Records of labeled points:

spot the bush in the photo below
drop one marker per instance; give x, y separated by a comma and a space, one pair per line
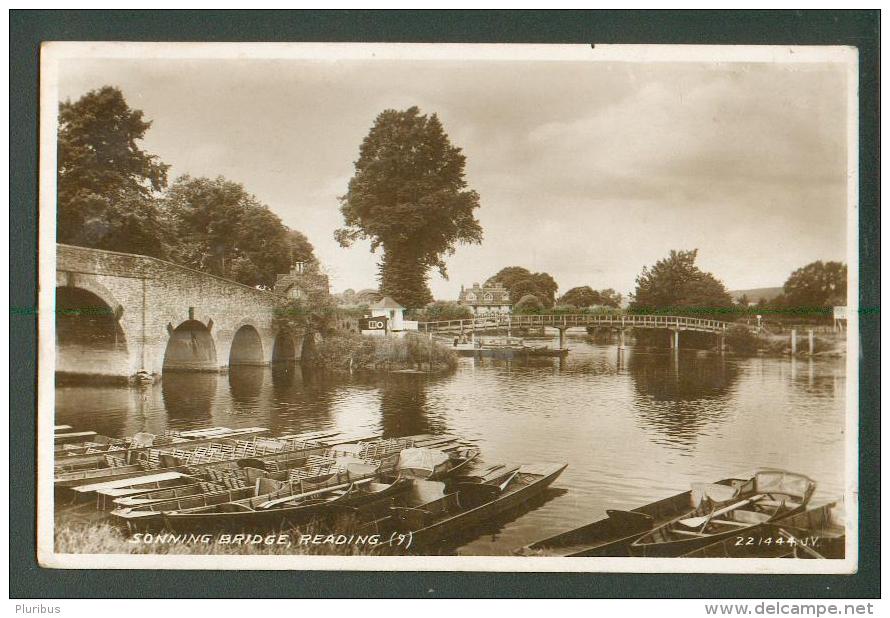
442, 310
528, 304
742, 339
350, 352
...
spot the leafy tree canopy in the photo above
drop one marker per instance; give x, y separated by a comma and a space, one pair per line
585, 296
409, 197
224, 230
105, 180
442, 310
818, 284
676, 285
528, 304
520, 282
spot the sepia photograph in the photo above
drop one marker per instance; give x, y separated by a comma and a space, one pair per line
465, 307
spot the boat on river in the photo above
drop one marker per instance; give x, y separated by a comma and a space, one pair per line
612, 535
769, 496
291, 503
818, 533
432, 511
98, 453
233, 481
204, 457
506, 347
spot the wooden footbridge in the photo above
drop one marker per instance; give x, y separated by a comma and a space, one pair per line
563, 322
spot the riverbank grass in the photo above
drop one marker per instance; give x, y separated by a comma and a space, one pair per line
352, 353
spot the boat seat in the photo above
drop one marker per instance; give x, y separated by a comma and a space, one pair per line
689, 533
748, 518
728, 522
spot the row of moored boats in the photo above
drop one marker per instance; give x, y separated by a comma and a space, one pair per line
* * *
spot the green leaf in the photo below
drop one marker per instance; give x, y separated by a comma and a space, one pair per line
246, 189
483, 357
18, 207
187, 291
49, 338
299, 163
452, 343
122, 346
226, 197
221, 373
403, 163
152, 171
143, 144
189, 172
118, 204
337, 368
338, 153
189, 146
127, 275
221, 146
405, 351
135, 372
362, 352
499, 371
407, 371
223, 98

What is asked:
Gather every line of the records that contains the word "above".

The completed task:
spot the leafy tree canopy in the photo above
spot the sepia photograph in the photo above
spot the boat on river in the photo above
spot the wooden footbridge in the photo above
spot the riverbank grass in the photo above
spot the boat seat in the photo above
spot the row of moored boats in the photo above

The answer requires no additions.